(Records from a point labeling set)
----

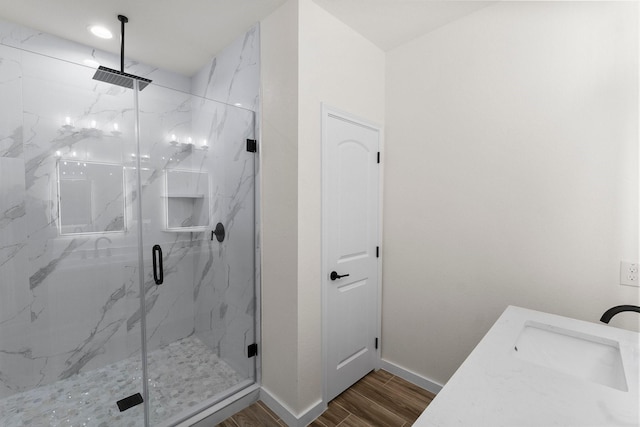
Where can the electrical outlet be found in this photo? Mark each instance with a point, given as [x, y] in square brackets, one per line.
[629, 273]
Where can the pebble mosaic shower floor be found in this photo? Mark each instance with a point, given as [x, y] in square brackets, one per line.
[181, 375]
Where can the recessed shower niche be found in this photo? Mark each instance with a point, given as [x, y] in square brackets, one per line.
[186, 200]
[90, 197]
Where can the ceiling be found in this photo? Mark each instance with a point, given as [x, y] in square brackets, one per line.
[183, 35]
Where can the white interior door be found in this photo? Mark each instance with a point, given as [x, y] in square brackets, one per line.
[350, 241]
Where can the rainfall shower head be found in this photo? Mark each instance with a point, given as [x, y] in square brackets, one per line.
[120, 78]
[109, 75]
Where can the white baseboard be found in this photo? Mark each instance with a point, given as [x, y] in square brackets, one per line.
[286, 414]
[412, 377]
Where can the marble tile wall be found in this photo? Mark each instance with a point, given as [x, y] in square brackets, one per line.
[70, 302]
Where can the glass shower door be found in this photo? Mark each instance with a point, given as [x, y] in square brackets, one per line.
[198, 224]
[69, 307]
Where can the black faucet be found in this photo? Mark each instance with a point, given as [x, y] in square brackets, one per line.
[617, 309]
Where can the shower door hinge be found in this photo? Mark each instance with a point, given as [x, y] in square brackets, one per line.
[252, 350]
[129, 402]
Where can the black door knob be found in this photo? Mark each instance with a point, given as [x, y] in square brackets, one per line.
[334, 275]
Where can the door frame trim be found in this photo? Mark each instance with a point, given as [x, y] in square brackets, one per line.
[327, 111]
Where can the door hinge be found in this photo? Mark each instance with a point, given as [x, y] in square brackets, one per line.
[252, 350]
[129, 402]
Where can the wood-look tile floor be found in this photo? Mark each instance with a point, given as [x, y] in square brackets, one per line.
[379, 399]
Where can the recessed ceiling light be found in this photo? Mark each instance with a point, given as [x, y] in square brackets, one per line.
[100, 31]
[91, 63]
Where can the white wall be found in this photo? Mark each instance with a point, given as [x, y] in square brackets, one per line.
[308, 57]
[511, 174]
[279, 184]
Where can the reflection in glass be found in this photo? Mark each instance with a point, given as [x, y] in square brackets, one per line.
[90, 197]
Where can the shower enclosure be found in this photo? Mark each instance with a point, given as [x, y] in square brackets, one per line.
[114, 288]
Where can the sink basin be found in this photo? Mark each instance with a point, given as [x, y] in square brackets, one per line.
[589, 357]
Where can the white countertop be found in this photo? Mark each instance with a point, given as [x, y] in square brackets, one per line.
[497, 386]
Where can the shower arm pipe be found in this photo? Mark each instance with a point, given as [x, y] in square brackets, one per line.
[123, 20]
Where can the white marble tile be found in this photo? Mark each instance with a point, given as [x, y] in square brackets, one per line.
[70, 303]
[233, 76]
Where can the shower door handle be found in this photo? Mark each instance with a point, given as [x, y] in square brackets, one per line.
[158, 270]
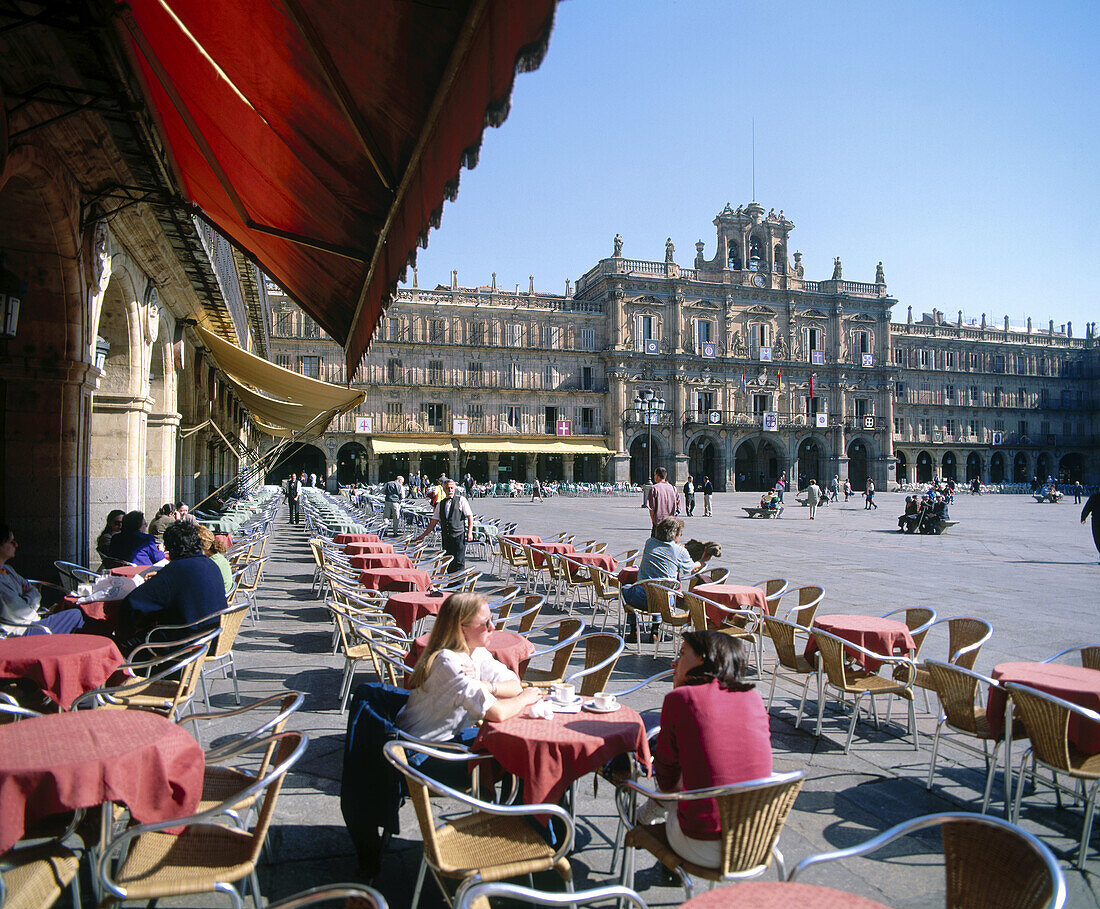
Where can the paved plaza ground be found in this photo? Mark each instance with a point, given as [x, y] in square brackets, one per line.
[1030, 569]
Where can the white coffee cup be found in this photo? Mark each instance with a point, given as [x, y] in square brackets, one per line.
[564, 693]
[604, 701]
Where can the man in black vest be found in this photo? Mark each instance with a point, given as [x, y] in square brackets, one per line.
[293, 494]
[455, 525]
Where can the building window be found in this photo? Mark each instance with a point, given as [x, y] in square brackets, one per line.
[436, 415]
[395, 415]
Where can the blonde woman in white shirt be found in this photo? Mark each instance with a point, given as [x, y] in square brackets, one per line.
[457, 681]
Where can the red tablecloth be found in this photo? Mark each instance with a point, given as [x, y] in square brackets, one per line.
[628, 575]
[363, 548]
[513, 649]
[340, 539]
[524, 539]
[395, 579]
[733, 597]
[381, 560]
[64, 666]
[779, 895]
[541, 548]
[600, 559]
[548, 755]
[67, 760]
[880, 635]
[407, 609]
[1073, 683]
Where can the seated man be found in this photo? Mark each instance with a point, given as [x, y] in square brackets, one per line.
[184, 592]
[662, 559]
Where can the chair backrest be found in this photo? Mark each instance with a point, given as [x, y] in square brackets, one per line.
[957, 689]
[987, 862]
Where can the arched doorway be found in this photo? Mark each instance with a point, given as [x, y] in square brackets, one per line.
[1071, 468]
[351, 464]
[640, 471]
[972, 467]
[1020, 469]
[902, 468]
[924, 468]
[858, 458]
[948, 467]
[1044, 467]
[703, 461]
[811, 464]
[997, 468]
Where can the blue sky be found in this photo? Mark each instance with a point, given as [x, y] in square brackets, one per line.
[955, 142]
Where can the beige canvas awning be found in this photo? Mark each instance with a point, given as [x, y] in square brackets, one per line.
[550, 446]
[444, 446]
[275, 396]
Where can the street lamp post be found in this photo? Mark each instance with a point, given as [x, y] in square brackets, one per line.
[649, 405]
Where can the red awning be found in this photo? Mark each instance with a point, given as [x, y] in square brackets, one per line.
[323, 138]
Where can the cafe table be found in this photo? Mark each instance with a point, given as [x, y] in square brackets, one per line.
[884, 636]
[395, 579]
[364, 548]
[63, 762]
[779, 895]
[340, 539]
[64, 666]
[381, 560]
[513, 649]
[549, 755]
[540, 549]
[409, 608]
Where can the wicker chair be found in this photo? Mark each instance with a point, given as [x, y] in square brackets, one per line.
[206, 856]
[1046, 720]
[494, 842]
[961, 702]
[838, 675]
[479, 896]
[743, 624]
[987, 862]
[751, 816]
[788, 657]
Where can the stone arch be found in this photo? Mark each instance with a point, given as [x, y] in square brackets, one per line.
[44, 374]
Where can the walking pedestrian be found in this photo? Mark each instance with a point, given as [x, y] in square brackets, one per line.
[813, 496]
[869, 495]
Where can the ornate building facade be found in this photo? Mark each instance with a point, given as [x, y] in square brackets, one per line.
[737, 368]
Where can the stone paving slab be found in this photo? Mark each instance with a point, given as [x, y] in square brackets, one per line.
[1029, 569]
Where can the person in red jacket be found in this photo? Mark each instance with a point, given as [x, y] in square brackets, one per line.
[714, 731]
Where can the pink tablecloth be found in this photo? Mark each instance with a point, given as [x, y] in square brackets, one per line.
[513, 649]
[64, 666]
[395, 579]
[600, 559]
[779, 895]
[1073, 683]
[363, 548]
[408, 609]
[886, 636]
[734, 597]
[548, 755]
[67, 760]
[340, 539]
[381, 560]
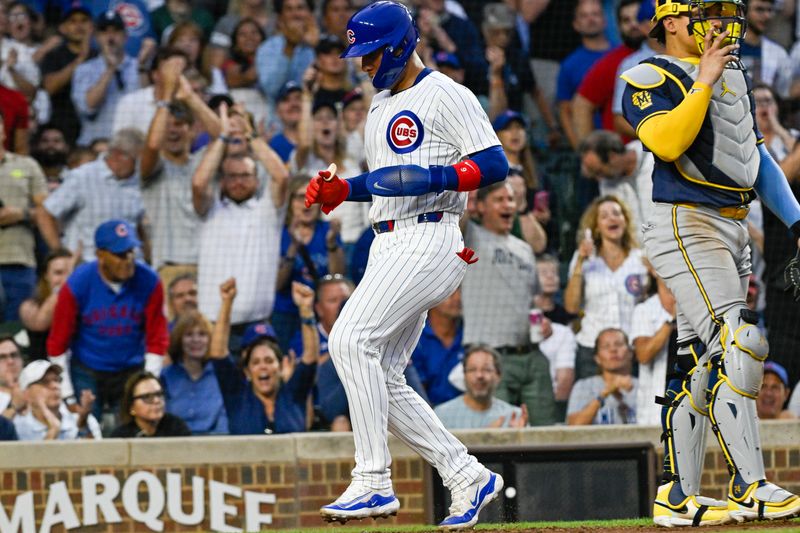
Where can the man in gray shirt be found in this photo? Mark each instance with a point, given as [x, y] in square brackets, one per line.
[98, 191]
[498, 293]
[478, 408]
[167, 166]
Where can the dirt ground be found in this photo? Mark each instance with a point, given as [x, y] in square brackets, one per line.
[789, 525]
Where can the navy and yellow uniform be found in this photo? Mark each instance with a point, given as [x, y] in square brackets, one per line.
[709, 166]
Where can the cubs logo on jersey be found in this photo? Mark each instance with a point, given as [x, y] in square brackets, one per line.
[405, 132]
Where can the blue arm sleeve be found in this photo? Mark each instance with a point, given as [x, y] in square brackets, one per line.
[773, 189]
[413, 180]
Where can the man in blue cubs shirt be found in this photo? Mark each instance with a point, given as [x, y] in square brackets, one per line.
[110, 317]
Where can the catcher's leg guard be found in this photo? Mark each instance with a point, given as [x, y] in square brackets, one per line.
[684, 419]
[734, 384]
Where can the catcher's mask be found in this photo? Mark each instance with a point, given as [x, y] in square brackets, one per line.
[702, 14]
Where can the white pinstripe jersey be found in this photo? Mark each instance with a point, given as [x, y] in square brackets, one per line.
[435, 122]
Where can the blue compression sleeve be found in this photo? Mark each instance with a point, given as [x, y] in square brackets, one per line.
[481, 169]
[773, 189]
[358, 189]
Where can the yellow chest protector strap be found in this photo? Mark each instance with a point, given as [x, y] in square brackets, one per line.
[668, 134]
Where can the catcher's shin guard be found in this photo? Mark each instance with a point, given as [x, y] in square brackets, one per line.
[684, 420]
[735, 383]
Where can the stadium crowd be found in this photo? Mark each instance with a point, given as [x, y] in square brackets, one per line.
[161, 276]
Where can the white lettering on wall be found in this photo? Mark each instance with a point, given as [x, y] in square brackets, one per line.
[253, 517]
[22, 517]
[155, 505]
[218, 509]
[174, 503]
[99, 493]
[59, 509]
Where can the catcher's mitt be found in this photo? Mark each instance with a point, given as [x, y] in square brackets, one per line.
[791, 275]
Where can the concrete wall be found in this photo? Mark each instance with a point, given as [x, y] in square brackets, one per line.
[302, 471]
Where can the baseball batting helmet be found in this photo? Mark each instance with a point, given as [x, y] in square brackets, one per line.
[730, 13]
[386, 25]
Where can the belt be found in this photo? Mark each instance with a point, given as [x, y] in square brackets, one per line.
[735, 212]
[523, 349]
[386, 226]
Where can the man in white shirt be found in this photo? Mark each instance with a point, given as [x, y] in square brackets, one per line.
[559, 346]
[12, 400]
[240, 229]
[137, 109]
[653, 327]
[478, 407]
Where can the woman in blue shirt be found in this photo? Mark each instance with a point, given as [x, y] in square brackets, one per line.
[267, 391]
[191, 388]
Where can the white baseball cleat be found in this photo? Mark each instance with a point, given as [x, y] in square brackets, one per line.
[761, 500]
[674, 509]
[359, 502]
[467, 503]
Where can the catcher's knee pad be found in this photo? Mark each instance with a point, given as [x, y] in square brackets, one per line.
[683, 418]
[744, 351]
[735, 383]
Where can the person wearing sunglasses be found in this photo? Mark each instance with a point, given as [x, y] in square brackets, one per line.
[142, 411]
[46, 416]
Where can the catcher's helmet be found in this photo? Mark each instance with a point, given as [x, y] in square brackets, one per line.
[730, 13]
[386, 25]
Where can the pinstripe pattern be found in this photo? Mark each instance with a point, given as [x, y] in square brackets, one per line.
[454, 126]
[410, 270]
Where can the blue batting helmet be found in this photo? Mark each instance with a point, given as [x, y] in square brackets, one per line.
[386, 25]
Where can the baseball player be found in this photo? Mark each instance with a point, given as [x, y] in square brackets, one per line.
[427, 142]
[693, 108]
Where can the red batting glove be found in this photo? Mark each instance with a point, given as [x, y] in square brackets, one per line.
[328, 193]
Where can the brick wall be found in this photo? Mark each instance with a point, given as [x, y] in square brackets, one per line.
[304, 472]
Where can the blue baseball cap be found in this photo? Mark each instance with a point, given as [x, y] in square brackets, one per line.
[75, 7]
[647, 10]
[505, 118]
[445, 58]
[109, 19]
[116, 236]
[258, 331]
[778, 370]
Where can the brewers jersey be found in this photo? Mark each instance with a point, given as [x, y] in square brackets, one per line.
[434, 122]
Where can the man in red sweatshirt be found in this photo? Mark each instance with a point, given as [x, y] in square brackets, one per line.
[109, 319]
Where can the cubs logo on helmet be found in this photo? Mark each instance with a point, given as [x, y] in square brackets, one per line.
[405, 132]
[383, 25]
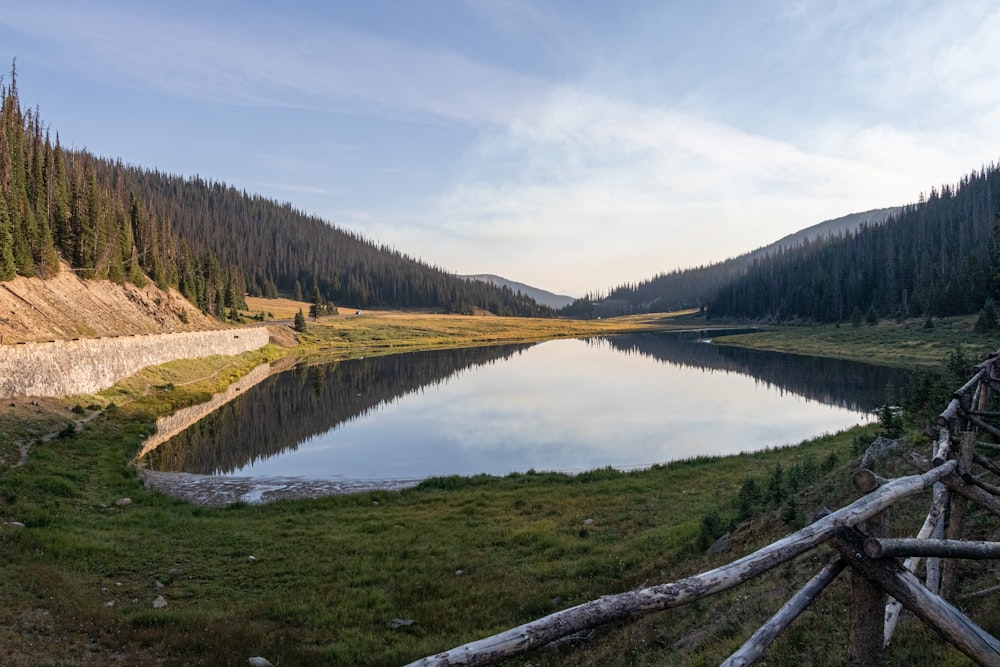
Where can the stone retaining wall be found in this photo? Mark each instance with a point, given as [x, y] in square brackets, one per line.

----

▸ PROBLEM DESCRIPTION:
Look above for the line containing "Where can the pinstripe"; output that line and all lines after it through the last one exactly, without the pictures.

▸ REPLY:
Where can the pinstripe pattern be found in this photo? Mark each instance with a point, given as [x, y] in square brackets, one per line.
[454, 126]
[410, 270]
Where can the blue batting helmet be found in this photo? Mark each instance with a point, given as [x, y] in square brackets, one per line.
[386, 25]
Where can the baseball player be found in this photo? Mark each instance with a point, given as [x, y] in square brackets, one per line.
[427, 142]
[693, 108]
Where can the red batting glove be found in this photo? Mark each instance with a point, given as [x, y] in square brackets, one per line.
[328, 193]
Where can the brick wall be found in this photo? Mark each instance with a point, given as [x, y] in square brackets, one per line.
[304, 472]
Where can the blue baseball cap be found in this photo? Mark each instance with a point, given as [x, y] in square brackets, one per line.
[75, 7]
[647, 10]
[505, 118]
[445, 58]
[109, 19]
[116, 236]
[258, 331]
[778, 370]
Where can the brewers jersey be found in this photo? Mark each instance with a point, given as [x, y] in square brackets, one per line.
[434, 122]
Where can the man in red sweatshirt be found in this photo? Mark each instance with a point, given as [x, y] in square brackets, one per line.
[109, 319]
Where can the cubs logo on helmet be found in this photo? Mark each instance with a point, given as [x, y] in square brackets, one per line.
[405, 132]
[383, 25]
Where can the stone retaining wall be found in this photo? Mark each instance with a point, given as [x, y] in square brackets, one per line.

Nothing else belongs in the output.